§ **Exercise objective**: Write out the lines of the listing below as a JSON list of strings, one string per line, beginning with the line containing "Where in the photo above can the overgrown" and continuing through the end of the listing. Omit blank lines and leave out the pictures.

§ **Data excerpts**:
========================================================================

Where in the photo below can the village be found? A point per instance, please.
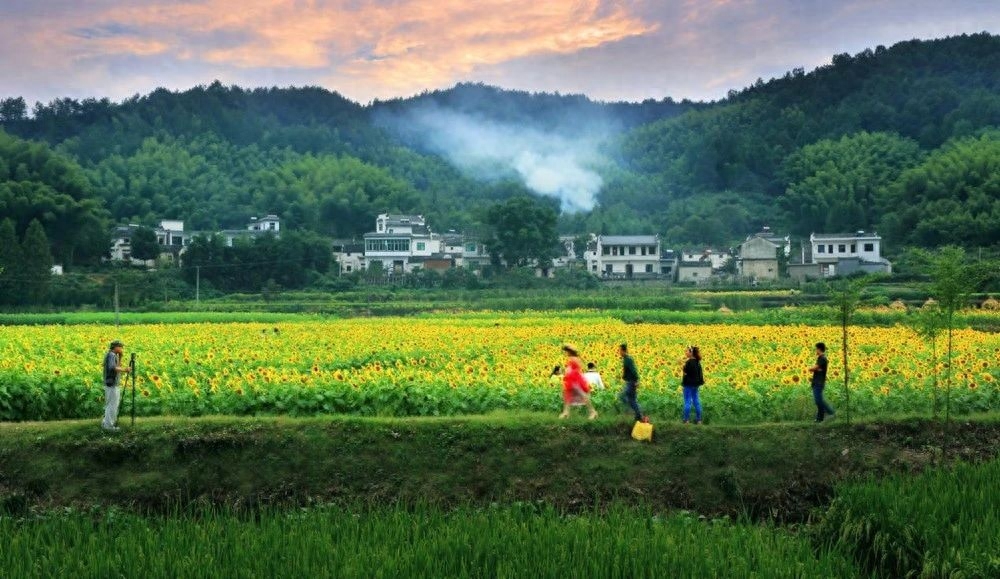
(405, 244)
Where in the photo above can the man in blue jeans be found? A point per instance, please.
(819, 382)
(631, 377)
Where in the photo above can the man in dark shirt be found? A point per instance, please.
(819, 382)
(631, 378)
(113, 370)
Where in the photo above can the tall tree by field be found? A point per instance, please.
(845, 294)
(10, 262)
(928, 323)
(523, 232)
(144, 244)
(36, 263)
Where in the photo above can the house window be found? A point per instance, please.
(396, 245)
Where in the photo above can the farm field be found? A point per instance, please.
(476, 363)
(515, 541)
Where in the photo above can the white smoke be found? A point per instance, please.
(554, 164)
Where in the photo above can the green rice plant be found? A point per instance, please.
(526, 540)
(943, 523)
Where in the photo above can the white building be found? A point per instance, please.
(170, 235)
(718, 258)
(845, 253)
(269, 224)
(400, 243)
(626, 256)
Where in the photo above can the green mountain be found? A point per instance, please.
(903, 139)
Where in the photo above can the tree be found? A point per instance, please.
(846, 295)
(928, 324)
(524, 232)
(10, 262)
(36, 263)
(952, 282)
(144, 244)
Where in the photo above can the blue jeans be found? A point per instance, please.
(822, 408)
(628, 398)
(691, 399)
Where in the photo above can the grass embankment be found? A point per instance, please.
(943, 523)
(765, 471)
(516, 541)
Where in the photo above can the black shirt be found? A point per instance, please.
(111, 361)
(819, 376)
(629, 373)
(692, 373)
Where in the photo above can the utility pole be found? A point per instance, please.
(116, 305)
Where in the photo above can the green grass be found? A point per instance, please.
(943, 523)
(512, 541)
(764, 471)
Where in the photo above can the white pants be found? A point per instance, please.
(112, 397)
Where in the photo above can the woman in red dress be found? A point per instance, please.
(576, 391)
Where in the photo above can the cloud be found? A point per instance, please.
(609, 49)
(380, 47)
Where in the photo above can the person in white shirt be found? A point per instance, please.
(593, 377)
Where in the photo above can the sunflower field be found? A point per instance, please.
(471, 364)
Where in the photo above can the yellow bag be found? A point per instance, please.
(643, 431)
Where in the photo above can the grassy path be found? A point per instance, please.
(778, 470)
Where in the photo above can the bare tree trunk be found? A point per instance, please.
(937, 402)
(847, 390)
(947, 394)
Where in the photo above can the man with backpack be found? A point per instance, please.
(113, 370)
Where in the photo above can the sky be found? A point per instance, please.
(376, 49)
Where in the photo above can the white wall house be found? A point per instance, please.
(267, 223)
(626, 256)
(170, 235)
(844, 253)
(718, 258)
(255, 227)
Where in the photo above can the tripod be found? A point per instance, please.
(131, 365)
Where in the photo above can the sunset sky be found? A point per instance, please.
(368, 49)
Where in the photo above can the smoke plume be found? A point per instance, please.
(556, 163)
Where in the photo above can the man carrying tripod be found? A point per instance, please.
(113, 370)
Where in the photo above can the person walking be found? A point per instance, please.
(576, 391)
(593, 377)
(630, 376)
(819, 383)
(113, 370)
(693, 378)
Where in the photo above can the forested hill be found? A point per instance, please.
(841, 147)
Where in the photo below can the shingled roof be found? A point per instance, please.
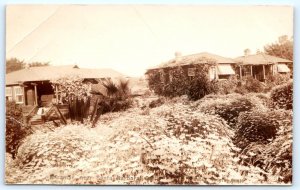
(260, 59)
(53, 72)
(198, 58)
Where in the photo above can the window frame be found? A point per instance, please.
(18, 91)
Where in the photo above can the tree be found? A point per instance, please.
(14, 64)
(282, 48)
(38, 64)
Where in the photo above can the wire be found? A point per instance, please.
(31, 32)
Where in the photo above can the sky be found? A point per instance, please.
(132, 38)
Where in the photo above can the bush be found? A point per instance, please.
(15, 129)
(226, 106)
(227, 86)
(200, 86)
(274, 80)
(275, 157)
(194, 148)
(50, 149)
(252, 85)
(282, 96)
(195, 87)
(156, 103)
(258, 126)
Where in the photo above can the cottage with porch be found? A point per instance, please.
(219, 67)
(32, 87)
(260, 66)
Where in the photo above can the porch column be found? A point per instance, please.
(217, 73)
(240, 72)
(264, 72)
(35, 93)
(56, 93)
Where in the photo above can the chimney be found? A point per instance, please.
(178, 55)
(247, 52)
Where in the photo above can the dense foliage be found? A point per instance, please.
(15, 129)
(282, 96)
(276, 156)
(256, 126)
(195, 87)
(226, 106)
(13, 64)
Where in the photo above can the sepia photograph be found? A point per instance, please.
(149, 94)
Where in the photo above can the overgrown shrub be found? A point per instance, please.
(282, 96)
(275, 157)
(258, 126)
(15, 129)
(228, 107)
(194, 148)
(227, 86)
(200, 86)
(277, 79)
(252, 85)
(156, 103)
(195, 87)
(51, 150)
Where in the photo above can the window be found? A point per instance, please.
(18, 94)
(8, 93)
(282, 68)
(212, 73)
(225, 69)
(170, 76)
(191, 72)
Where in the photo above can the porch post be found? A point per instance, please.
(217, 73)
(264, 72)
(240, 72)
(56, 93)
(24, 95)
(35, 93)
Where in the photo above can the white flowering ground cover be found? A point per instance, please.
(169, 144)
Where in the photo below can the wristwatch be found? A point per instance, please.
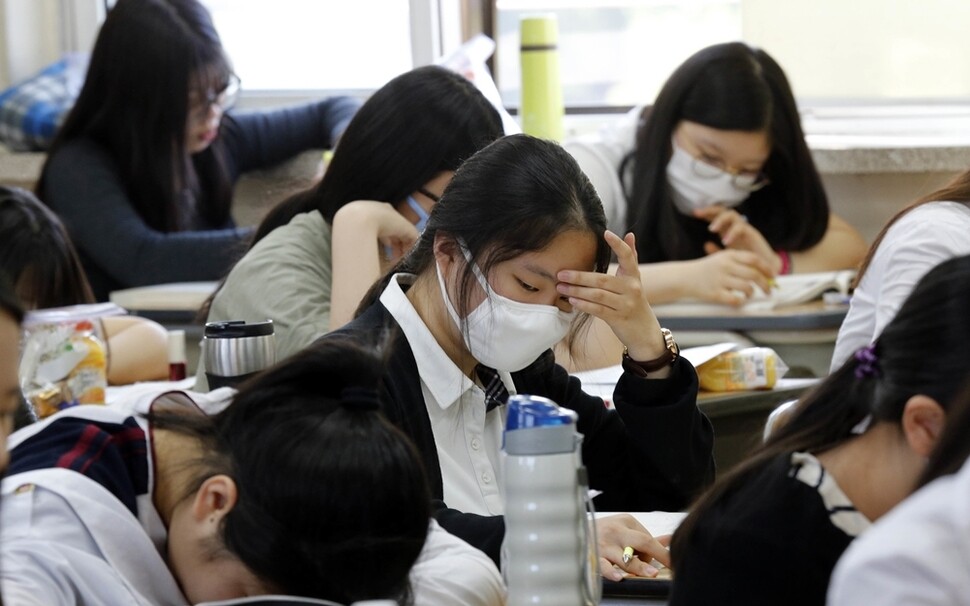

========================================================================

§ **Expected answer**:
[
  "Where in the photo above can the overgrown shrub be found? A point per instance, please.",
  "(282, 96)",
  "(275, 157)",
  "(258, 126)",
  "(15, 129)",
  "(228, 107)",
  "(194, 148)",
  "(227, 86)",
  "(200, 86)",
  "(277, 79)",
  "(252, 85)",
  "(156, 103)",
  "(195, 87)",
  "(51, 150)",
  "Where in the photo above can the window be found? A point per instance, please.",
  "(18, 94)",
  "(8, 93)",
  "(282, 68)",
  "(212, 73)",
  "(225, 69)",
  "(170, 76)",
  "(191, 72)",
  "Where in the photo above can the porch post be found? A point per instance, please.",
  "(217, 73)",
  "(264, 72)",
  "(240, 72)",
  "(56, 93)",
  "(24, 95)",
  "(35, 93)",
  "Where in the photo above can the white flowering ground cover be found? A point per instance, please.",
  "(169, 144)",
  "Where in the photo below can the wristwatch be found? A point per instance, please."
]